### PROBLEM STATEMENT
Take every record and write it out again exactly, with no images included.

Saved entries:
Segment Open
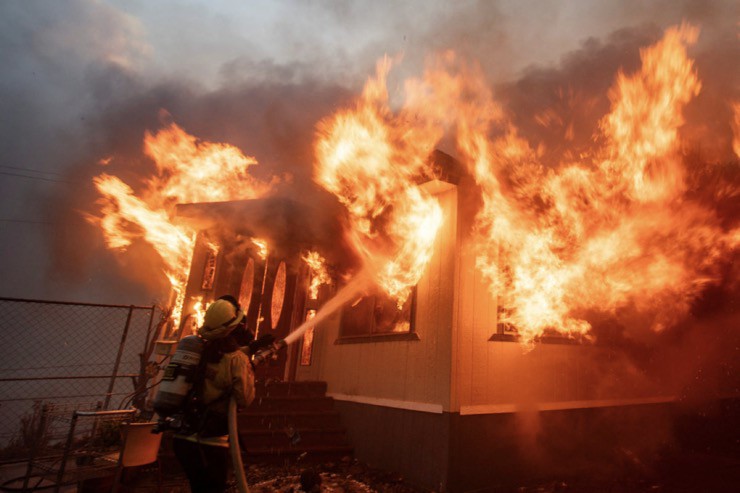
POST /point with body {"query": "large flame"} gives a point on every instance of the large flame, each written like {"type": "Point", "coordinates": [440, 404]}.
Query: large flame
{"type": "Point", "coordinates": [188, 171]}
{"type": "Point", "coordinates": [612, 230]}
{"type": "Point", "coordinates": [372, 160]}
{"type": "Point", "coordinates": [318, 273]}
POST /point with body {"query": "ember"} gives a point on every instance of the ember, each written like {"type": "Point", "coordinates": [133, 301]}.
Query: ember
{"type": "Point", "coordinates": [613, 229]}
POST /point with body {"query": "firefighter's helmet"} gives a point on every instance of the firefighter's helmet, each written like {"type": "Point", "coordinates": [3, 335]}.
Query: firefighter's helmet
{"type": "Point", "coordinates": [220, 319]}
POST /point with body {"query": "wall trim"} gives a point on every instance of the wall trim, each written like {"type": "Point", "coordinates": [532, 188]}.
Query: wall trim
Segment Closed
### OUTPUT OF THE EXERCISE
POST /point with body {"query": "large flame"} gives a point on every instance of the large flame, each written like {"type": "Point", "coordinates": [440, 404]}.
Query: large flame
{"type": "Point", "coordinates": [188, 171]}
{"type": "Point", "coordinates": [612, 230]}
{"type": "Point", "coordinates": [372, 160]}
{"type": "Point", "coordinates": [318, 273]}
POST /point with body {"query": "ember"} gives a point on every instance of the ember, each written like {"type": "Point", "coordinates": [133, 301]}.
Query: ember
{"type": "Point", "coordinates": [613, 229]}
POST /point with body {"query": "firefighter's helmet"} gives a point on every instance of the firefighter's helmet, each written like {"type": "Point", "coordinates": [3, 335]}.
Query: firefighter's helmet
{"type": "Point", "coordinates": [220, 319]}
POST /point with body {"query": "wall trim"} gives a point on every instance of the wall trim, each written like {"type": "Point", "coordinates": [532, 188]}.
Query: wall trim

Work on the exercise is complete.